* Given exercise 1:
Write out the part of the Warren Buffett passage from "Buffett may not" up to and including "of $150 billion.".

* Excerpt to read:
▬▬▬

During a question-and-answer session Warren Buffett held with his company’s shareholders in 2008, a young man asked him a bold question: “Do you know and believe in Jesus Christ, and have a personal relationship with him?”
“No. I’m an agnostic,” the billionaire replied. “And I grew up in a religious household, and if you asked that question of my mother or father, you’d have gotten a different answer. I’m a true agnostic. I’m not closer to either a theist or an atheist. I simply don’t know, and maybe someday I’ll know and maybe someday I won’t. But that’s the nature of being an agnostic.”
Buffett may not be religious, but he has invested in plenty of spiritual stock throughout his life. As the 95-year-old prepares to step down as CEO of conglomerate Berkshire Hathaway at the end of this year, many are hailing his financial wizardry. He has been described as one of the most successful investors in history, with an estimated fortune of $150 billion.

▬▬▬

* Data records:
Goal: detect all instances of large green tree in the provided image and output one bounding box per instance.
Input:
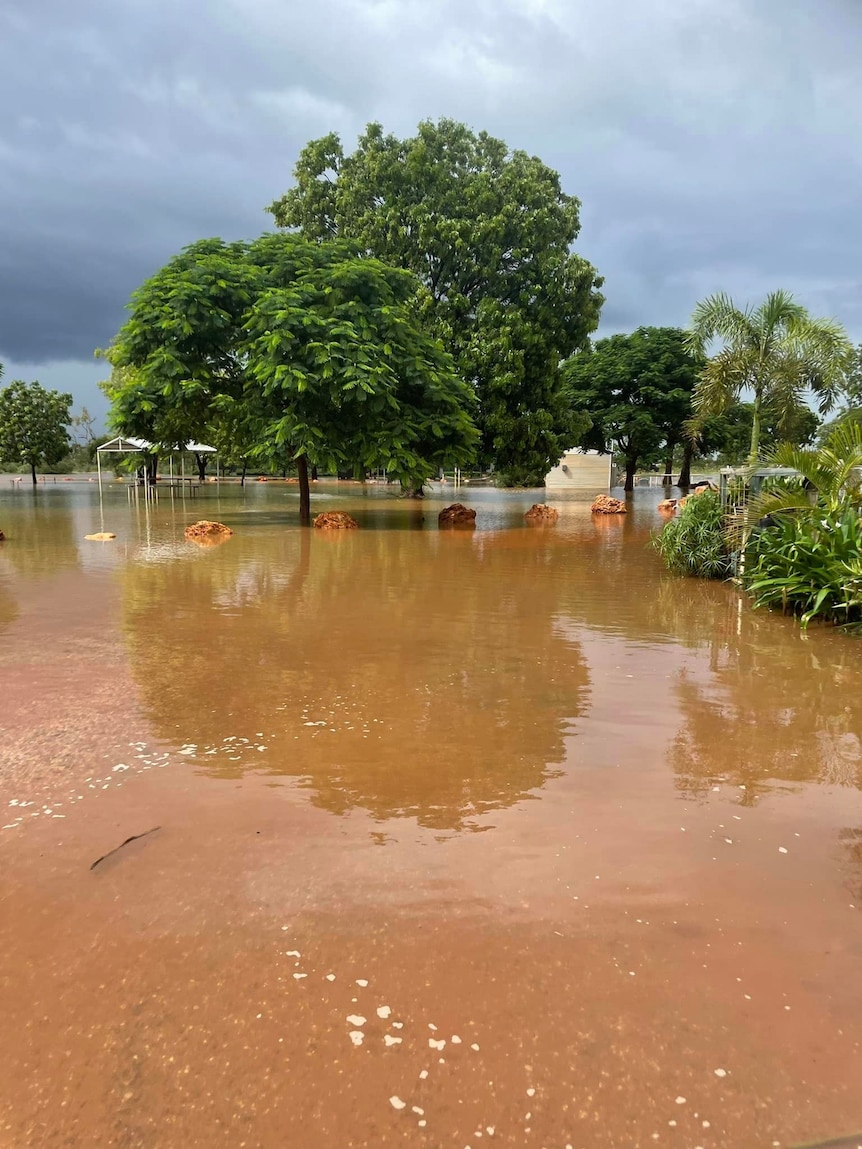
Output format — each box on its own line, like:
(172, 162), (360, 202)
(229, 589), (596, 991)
(563, 327), (702, 491)
(0, 369), (72, 486)
(269, 119), (602, 484)
(107, 234), (478, 522)
(688, 291), (853, 463)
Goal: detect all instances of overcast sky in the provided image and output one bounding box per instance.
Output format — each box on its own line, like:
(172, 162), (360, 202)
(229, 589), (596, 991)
(0, 0), (862, 429)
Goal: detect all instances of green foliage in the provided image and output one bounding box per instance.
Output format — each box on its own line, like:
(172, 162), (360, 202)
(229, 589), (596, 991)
(696, 403), (821, 466)
(688, 291), (852, 463)
(107, 234), (478, 498)
(269, 119), (602, 483)
(0, 379), (72, 484)
(742, 422), (862, 627)
(653, 491), (731, 578)
(563, 327), (703, 489)
(742, 506), (862, 627)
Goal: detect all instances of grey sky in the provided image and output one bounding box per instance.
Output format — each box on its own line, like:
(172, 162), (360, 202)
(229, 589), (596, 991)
(0, 0), (862, 427)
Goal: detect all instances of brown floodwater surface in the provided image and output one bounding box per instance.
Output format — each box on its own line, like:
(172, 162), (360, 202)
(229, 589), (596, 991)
(0, 480), (862, 1149)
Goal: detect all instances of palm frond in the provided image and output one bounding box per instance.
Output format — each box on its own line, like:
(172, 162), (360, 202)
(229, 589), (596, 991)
(693, 347), (747, 417)
(754, 291), (808, 338)
(688, 292), (754, 354)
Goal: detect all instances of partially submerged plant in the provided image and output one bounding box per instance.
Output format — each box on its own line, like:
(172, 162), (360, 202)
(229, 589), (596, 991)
(653, 491), (731, 578)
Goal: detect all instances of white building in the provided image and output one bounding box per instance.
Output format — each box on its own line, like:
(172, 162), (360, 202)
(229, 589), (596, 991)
(545, 449), (613, 494)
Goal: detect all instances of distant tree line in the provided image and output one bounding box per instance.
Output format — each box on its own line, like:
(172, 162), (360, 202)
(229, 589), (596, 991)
(0, 119), (862, 507)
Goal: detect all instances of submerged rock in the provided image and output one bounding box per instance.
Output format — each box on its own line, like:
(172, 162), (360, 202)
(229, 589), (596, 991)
(591, 495), (629, 515)
(314, 510), (359, 531)
(185, 518), (233, 542)
(437, 503), (476, 526)
(524, 503), (560, 526)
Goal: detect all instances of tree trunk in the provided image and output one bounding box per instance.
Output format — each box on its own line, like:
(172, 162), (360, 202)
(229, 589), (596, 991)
(662, 439), (677, 487)
(624, 458), (638, 491)
(677, 439), (694, 489)
(297, 455), (311, 526)
(748, 391), (762, 465)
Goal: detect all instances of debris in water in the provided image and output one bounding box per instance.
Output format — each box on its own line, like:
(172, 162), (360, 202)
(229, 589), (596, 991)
(90, 826), (162, 870)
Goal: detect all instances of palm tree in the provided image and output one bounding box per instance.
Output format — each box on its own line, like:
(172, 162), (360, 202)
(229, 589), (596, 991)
(745, 421), (862, 524)
(688, 291), (853, 463)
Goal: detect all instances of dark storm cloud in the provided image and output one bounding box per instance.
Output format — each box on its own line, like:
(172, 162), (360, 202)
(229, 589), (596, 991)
(0, 0), (862, 413)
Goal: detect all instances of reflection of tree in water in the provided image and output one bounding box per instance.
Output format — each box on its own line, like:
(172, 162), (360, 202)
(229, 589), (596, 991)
(671, 601), (862, 805)
(0, 491), (79, 577)
(542, 517), (862, 804)
(838, 826), (862, 903)
(0, 579), (18, 634)
(124, 531), (586, 828)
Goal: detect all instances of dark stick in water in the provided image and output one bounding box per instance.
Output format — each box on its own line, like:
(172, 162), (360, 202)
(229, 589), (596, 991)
(90, 826), (162, 870)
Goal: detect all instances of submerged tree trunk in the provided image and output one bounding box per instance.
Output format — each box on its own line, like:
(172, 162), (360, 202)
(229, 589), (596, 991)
(677, 439), (694, 487)
(748, 391), (761, 465)
(662, 439), (677, 487)
(624, 458), (638, 491)
(297, 455), (311, 526)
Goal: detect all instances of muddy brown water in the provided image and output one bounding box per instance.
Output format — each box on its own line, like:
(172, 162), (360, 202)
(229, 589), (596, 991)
(0, 484), (862, 1149)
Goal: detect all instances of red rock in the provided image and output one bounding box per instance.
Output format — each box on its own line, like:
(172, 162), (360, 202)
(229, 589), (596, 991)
(314, 510), (359, 531)
(524, 503), (560, 526)
(592, 495), (629, 515)
(437, 503), (476, 526)
(185, 518), (233, 546)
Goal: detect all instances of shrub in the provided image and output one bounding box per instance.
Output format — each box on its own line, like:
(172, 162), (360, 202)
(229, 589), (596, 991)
(742, 506), (862, 627)
(653, 491), (731, 578)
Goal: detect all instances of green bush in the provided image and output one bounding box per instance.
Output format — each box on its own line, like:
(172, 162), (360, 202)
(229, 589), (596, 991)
(653, 491), (731, 578)
(742, 506), (862, 627)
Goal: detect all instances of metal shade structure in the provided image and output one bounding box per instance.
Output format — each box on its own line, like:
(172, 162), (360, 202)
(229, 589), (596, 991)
(95, 434), (218, 491)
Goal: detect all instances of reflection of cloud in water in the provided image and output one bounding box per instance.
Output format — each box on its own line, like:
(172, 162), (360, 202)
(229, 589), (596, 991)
(123, 532), (586, 830)
(671, 608), (862, 804)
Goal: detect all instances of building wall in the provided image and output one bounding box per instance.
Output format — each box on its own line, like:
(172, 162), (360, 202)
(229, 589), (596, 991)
(545, 450), (611, 494)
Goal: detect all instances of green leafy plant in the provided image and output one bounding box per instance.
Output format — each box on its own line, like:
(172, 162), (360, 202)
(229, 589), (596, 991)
(742, 504), (862, 629)
(653, 491), (731, 578)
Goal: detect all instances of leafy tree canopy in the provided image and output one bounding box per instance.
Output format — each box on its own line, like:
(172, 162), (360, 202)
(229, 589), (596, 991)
(269, 119), (602, 483)
(0, 379), (72, 486)
(563, 327), (703, 491)
(107, 234), (478, 517)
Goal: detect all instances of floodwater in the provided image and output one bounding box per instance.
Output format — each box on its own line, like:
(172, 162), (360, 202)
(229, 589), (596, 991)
(0, 483), (862, 1149)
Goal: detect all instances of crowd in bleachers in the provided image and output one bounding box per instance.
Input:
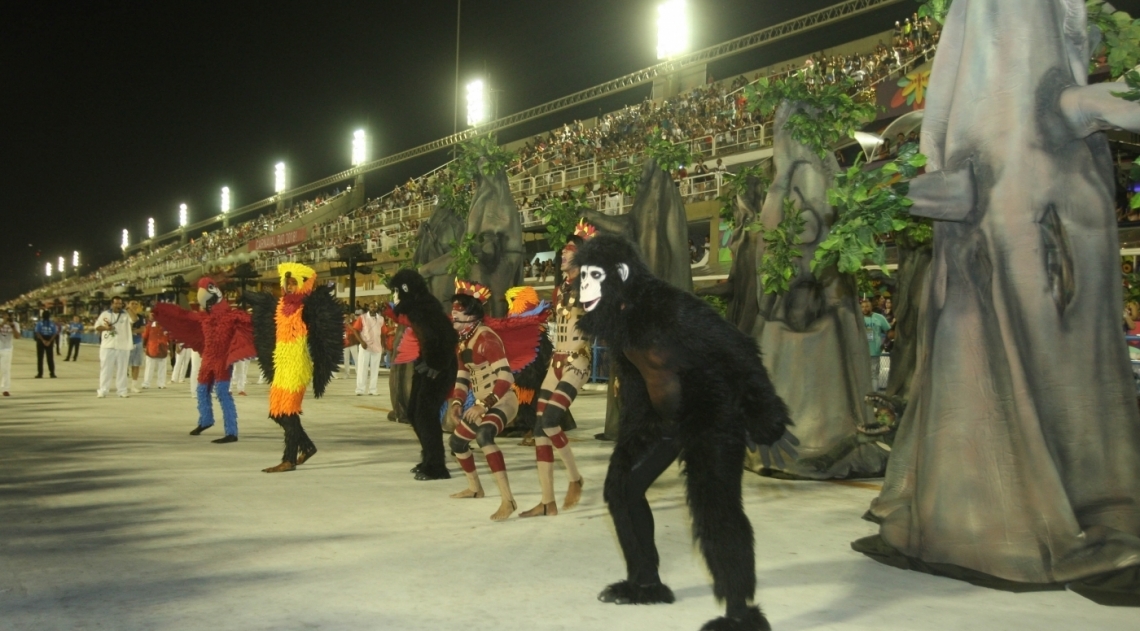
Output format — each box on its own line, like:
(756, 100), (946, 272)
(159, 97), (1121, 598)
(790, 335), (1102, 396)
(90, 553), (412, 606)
(4, 16), (938, 309)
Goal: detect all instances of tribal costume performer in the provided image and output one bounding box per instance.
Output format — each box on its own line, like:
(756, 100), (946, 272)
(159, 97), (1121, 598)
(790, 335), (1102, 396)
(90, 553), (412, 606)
(246, 263), (343, 473)
(519, 221), (597, 517)
(447, 279), (519, 522)
(154, 277), (255, 443)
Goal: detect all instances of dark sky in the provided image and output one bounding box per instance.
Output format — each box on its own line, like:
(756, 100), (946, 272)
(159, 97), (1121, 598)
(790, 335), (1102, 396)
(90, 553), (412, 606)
(0, 0), (1026, 302)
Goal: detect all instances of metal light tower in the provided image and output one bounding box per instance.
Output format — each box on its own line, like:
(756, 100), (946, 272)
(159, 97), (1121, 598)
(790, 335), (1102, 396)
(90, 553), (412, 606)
(274, 162), (285, 195)
(467, 79), (489, 126)
(352, 129), (368, 166)
(657, 0), (689, 59)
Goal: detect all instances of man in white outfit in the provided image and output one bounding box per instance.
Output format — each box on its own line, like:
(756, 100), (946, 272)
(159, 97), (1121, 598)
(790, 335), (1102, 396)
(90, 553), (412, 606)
(0, 313), (19, 396)
(95, 296), (135, 399)
(352, 303), (384, 396)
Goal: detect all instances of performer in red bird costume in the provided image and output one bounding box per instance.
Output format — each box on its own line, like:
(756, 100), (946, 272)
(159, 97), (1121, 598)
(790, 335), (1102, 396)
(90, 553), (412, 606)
(154, 277), (257, 443)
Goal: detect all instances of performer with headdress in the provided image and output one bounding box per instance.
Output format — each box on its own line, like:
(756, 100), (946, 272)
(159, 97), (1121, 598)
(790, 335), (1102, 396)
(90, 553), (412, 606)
(447, 279), (547, 521)
(245, 263), (343, 473)
(154, 277), (255, 443)
(519, 220), (597, 517)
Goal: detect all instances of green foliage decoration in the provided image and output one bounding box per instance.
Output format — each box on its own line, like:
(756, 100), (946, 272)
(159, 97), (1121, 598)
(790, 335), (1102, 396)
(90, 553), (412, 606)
(716, 164), (772, 230)
(447, 232), (478, 279)
(812, 142), (933, 276)
(744, 73), (876, 158)
(535, 189), (589, 252)
(919, 0), (951, 24)
(748, 197), (805, 294)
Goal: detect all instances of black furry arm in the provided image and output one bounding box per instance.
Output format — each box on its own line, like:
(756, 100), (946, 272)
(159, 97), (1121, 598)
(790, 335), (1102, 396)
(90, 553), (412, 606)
(301, 287), (344, 399)
(243, 292), (277, 383)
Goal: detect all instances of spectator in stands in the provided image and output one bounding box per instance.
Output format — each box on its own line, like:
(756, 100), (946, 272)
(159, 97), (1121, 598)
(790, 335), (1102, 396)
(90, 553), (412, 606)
(34, 309), (59, 379)
(0, 311), (21, 396)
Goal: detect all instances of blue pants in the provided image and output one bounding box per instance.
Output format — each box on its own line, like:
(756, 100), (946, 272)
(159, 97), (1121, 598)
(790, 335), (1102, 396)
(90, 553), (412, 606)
(197, 379), (237, 436)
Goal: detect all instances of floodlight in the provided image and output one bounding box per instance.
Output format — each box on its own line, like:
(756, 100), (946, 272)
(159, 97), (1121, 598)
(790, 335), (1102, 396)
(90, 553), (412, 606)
(352, 129), (368, 166)
(657, 0), (689, 59)
(467, 79), (487, 126)
(274, 162), (285, 192)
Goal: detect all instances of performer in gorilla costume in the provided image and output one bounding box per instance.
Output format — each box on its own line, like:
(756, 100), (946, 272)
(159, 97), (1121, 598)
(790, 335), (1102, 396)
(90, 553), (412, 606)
(576, 235), (795, 631)
(389, 269), (459, 480)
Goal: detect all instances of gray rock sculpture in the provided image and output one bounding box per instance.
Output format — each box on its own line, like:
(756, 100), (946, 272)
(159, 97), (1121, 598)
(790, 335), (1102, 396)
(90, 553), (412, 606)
(856, 0), (1140, 584)
(752, 103), (887, 480)
(585, 158), (693, 292)
(697, 169), (764, 335)
(412, 200), (466, 304)
(467, 164), (526, 318)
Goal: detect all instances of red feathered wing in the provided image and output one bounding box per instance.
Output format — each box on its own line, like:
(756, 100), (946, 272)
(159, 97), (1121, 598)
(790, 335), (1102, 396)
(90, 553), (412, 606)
(396, 318), (420, 363)
(154, 302), (206, 354)
(483, 310), (551, 372)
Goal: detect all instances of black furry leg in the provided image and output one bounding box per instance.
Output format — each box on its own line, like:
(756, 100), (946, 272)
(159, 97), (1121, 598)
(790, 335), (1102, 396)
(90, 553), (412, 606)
(274, 415), (298, 465)
(684, 434), (767, 629)
(701, 607), (772, 631)
(603, 437), (679, 593)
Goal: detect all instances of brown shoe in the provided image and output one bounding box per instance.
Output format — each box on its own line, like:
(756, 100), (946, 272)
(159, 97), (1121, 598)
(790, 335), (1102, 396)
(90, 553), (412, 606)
(296, 446), (317, 467)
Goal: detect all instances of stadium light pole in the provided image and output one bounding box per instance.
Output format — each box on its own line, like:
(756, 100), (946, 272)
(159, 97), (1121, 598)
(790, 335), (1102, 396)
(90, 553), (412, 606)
(657, 0), (689, 59)
(467, 79), (488, 128)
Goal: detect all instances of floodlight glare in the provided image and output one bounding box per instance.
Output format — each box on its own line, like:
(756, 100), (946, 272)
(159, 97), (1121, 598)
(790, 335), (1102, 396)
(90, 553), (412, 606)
(352, 129), (368, 166)
(467, 79), (487, 126)
(657, 0), (689, 59)
(274, 162), (285, 192)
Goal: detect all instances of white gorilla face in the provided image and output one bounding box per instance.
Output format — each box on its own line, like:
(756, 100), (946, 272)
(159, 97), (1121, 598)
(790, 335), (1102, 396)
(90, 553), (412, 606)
(578, 265), (605, 312)
(578, 263), (629, 312)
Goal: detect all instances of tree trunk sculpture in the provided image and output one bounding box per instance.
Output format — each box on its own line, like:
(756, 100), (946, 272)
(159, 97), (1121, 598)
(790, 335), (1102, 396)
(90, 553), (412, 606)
(752, 103), (887, 480)
(467, 164), (526, 318)
(697, 169), (764, 335)
(857, 0), (1140, 584)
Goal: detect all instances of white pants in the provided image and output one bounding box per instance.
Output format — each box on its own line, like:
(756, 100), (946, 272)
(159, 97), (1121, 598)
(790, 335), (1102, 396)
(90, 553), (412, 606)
(99, 349), (131, 396)
(190, 351), (202, 399)
(344, 344), (360, 375)
(357, 349), (384, 394)
(143, 357), (170, 387)
(0, 349), (11, 392)
(229, 359), (250, 392)
(170, 347), (192, 384)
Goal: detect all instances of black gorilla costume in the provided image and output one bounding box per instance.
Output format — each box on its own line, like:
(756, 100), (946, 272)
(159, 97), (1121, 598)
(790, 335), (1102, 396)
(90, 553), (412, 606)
(389, 269), (459, 480)
(576, 235), (791, 630)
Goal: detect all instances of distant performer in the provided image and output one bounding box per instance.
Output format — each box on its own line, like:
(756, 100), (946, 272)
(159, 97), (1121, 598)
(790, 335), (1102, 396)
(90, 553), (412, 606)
(245, 263), (344, 473)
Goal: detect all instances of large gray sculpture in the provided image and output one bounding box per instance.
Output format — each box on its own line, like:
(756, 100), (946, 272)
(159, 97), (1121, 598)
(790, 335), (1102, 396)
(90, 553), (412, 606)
(467, 164), (526, 318)
(752, 103), (887, 480)
(856, 0), (1140, 583)
(413, 200), (466, 304)
(698, 169), (764, 335)
(586, 158), (693, 292)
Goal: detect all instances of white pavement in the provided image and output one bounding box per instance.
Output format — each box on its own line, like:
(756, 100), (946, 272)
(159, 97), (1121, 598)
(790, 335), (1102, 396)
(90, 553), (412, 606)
(0, 342), (1140, 631)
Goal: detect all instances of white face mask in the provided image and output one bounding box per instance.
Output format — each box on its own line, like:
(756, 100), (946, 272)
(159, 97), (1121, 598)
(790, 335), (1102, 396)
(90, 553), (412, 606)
(578, 263), (629, 312)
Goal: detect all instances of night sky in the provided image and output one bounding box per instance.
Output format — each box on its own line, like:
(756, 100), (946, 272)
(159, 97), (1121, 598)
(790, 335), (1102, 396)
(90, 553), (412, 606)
(0, 0), (1140, 302)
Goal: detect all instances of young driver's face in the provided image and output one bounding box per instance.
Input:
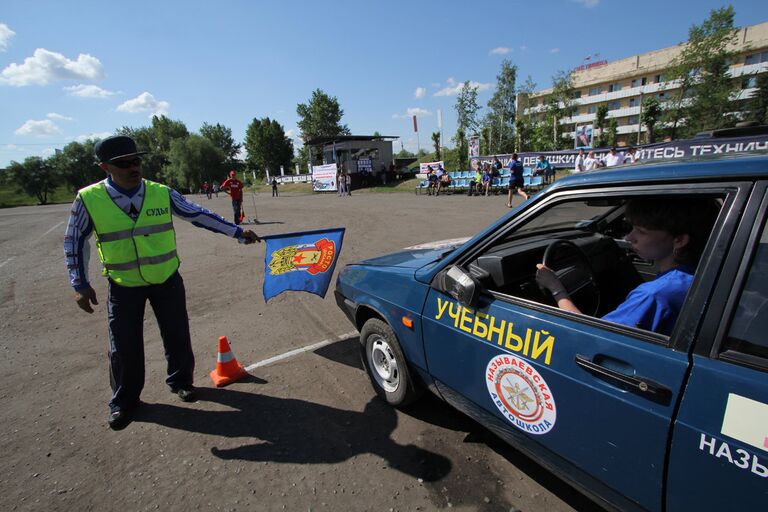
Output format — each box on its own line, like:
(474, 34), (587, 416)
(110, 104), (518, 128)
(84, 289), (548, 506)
(625, 225), (675, 260)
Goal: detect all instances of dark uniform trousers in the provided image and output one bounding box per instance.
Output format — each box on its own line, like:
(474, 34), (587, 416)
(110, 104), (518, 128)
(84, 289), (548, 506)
(107, 272), (195, 410)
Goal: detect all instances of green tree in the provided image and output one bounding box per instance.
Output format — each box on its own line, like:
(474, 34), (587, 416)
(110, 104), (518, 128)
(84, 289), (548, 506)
(432, 132), (440, 160)
(640, 96), (664, 144)
(8, 156), (61, 204)
(200, 123), (242, 165)
(595, 105), (608, 148)
(486, 59), (517, 154)
(117, 116), (189, 180)
(47, 140), (104, 192)
(163, 134), (225, 192)
(245, 117), (293, 176)
(746, 73), (768, 124)
(669, 6), (737, 138)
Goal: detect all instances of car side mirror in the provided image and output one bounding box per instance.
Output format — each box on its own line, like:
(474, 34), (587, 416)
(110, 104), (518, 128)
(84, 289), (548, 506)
(437, 265), (480, 308)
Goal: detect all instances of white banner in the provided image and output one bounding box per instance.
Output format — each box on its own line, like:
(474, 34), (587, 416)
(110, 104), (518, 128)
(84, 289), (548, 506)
(312, 164), (336, 192)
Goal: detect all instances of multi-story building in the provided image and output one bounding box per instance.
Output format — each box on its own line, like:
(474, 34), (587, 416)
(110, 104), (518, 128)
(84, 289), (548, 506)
(518, 22), (768, 145)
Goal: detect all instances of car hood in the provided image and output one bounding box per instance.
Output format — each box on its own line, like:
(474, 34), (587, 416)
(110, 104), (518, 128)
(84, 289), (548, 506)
(356, 237), (469, 269)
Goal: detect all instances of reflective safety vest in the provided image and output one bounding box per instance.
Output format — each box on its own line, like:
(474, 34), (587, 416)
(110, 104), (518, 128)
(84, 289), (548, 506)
(79, 180), (180, 286)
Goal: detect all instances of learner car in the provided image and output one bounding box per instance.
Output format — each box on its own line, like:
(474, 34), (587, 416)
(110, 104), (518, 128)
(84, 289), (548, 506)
(335, 155), (768, 511)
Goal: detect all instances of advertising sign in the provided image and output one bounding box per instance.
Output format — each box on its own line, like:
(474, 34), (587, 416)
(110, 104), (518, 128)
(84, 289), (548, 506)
(312, 164), (336, 192)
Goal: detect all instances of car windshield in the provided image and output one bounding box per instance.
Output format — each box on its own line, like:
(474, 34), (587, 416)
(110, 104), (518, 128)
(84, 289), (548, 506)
(516, 201), (619, 234)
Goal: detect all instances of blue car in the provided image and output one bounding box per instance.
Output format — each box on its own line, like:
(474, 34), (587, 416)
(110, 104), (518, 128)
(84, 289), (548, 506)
(335, 155), (768, 511)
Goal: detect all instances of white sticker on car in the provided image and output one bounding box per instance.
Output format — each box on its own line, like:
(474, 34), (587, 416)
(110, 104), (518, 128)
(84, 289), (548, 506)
(485, 354), (557, 435)
(720, 393), (768, 451)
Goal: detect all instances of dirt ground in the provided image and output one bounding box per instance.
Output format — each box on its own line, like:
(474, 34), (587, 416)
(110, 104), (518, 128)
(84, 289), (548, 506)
(0, 190), (593, 512)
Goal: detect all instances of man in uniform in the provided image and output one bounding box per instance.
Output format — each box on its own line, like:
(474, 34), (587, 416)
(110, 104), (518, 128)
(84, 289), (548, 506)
(64, 135), (260, 430)
(220, 171), (243, 224)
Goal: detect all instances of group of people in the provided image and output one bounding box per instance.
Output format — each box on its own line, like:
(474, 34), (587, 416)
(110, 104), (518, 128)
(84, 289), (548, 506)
(574, 147), (640, 172)
(336, 167), (352, 197)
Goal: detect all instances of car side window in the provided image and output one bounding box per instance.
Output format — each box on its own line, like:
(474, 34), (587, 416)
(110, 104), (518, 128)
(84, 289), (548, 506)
(724, 216), (768, 359)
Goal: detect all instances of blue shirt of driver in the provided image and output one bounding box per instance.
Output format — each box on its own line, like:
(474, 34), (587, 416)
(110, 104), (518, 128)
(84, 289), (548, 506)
(603, 266), (694, 336)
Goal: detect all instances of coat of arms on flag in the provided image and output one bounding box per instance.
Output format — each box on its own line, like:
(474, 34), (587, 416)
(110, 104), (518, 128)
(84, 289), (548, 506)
(262, 228), (344, 302)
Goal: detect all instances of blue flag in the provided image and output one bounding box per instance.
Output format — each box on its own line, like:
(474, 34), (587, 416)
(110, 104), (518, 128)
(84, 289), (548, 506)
(262, 228), (344, 302)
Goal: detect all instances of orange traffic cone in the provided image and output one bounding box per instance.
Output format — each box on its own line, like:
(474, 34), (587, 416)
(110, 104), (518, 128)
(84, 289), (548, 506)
(211, 336), (248, 388)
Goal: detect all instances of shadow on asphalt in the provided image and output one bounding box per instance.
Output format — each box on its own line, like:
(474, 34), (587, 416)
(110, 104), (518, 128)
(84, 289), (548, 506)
(314, 336), (599, 510)
(134, 388), (451, 482)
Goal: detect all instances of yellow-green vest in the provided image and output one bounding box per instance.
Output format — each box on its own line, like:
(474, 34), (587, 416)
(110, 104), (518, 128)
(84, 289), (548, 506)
(79, 180), (180, 286)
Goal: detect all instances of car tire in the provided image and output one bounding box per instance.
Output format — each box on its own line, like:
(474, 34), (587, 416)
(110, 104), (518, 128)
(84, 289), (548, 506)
(360, 318), (422, 407)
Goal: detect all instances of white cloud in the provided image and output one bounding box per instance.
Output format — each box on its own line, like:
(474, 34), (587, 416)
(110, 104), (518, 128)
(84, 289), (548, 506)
(64, 84), (115, 98)
(15, 119), (61, 137)
(434, 78), (491, 96)
(45, 112), (74, 121)
(0, 48), (104, 87)
(75, 132), (114, 143)
(117, 92), (171, 115)
(0, 23), (16, 52)
(571, 0), (600, 9)
(392, 107), (432, 119)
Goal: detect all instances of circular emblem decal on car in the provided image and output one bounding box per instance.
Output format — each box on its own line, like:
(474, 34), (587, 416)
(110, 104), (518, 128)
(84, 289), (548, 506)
(485, 354), (557, 435)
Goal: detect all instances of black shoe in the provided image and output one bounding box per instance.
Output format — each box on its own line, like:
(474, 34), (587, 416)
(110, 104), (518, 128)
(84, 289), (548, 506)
(171, 386), (197, 402)
(107, 409), (131, 430)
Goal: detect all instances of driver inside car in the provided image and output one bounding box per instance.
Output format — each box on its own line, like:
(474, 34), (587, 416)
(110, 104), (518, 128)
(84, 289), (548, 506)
(536, 196), (720, 336)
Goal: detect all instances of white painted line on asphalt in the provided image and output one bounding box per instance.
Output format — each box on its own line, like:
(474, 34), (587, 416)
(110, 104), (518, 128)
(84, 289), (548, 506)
(38, 221), (64, 240)
(245, 331), (357, 371)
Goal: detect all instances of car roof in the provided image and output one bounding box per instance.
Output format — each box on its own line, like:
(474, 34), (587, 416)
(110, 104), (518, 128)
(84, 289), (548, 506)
(549, 152), (768, 191)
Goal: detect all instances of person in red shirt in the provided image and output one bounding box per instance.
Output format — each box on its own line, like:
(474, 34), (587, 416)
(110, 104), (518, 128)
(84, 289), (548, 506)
(219, 171), (243, 224)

▬▬▬

* Given exercise 2:
Give again the rows from the line with "Goal: detect all instances of dark stick" up to and including the line with "(185, 518), (233, 546)", with the requests included, and shift each bounding-box coordinate in the answers by adding 106 to it.

* Complete output 1:
Buffett may not be religious, but he has invested in plenty of spiritual stock throughout his life. As the 95-year-old prepares to step down as CEO of conglomerate Berkshire Hathaway at the end of this year, many are hailing his financial wizardry. He has been described as one of the most successful investors in history, with an estimated fortune of $150 billion.

* Complete output 2:
Goal: detect all instances of dark stick in water in the provided image and output one bounding box per instance.
Output format — each box on its own line, like:
(172, 162), (360, 202)
(229, 589), (596, 991)
(196, 932), (268, 976)
Goal: detect all instances of submerged tree trunk in the provided image and output one bounding box per instance.
Output format — each box on its own line, like:
(172, 162), (360, 202)
(229, 589), (596, 991)
(783, 545), (800, 593)
(854, 497), (867, 571)
(768, 545), (783, 593)
(730, 564), (744, 597)
(403, 561), (417, 632)
Goal: detect all instances of muddy brown water in the provided image and output one bounding box per instance.
Output format — each box on its own line, like:
(172, 162), (360, 202)
(229, 589), (596, 991)
(106, 590), (968, 1255)
Goal: detect all instances of red rock in the provided image and output one bounding box per instance.
Output format — each box on its own line, like:
(172, 162), (360, 202)
(229, 589), (596, 991)
(420, 616), (465, 637)
(630, 609), (666, 632)
(698, 601), (735, 621)
(543, 609), (582, 632)
(291, 624), (339, 652)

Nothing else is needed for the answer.